AIM OF THE EXERCISE: Gather each line of the records that contains the string "palm", keeping case as it is.
--- BEGIN PROVIDED DATA ---
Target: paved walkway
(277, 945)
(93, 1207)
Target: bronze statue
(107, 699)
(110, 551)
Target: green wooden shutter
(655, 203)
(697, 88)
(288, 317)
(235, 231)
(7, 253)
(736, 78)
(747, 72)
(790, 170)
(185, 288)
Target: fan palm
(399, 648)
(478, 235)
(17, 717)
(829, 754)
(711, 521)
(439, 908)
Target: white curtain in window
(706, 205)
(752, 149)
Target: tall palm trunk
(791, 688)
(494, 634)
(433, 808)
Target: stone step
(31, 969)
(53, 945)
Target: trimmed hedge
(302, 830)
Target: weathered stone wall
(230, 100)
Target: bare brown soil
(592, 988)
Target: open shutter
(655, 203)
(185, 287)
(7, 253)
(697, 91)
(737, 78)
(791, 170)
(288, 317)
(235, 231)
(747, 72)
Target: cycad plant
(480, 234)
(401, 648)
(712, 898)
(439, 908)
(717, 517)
--- END PROVIDED DATA ---
--- BEGIN PROVIDED DATA ---
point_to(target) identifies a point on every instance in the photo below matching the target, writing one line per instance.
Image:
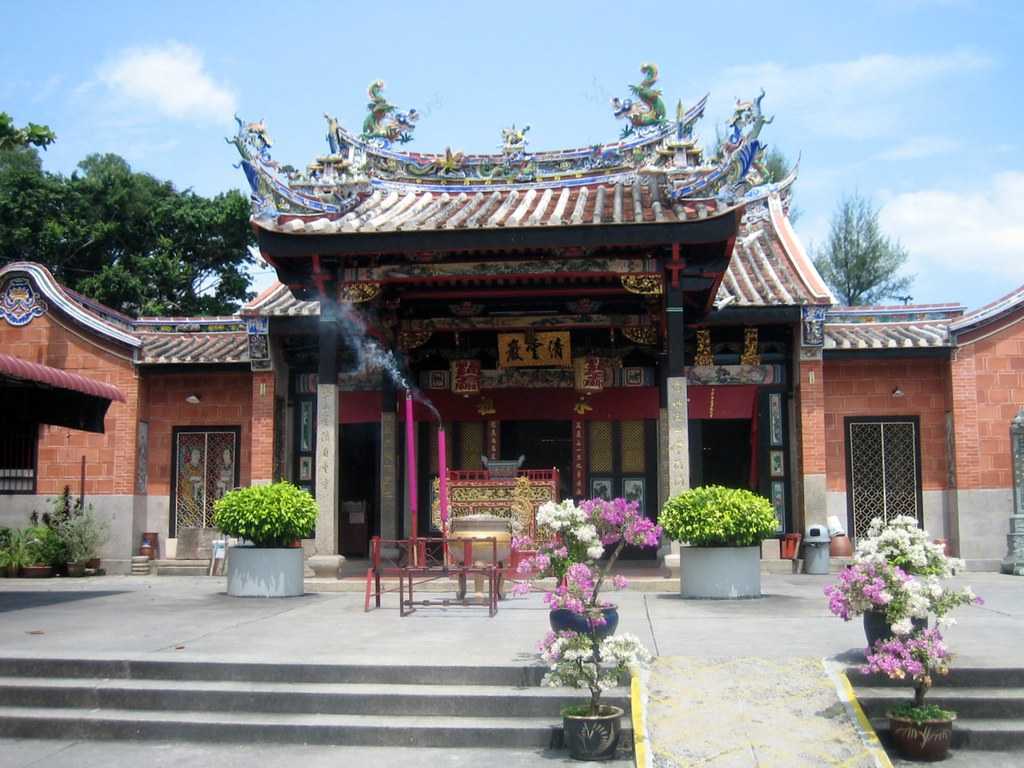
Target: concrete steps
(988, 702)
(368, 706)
--- END PROVIDED DATA ---
PROBLEM SOLUTION:
Target: fan palm
Target: tall palm trunk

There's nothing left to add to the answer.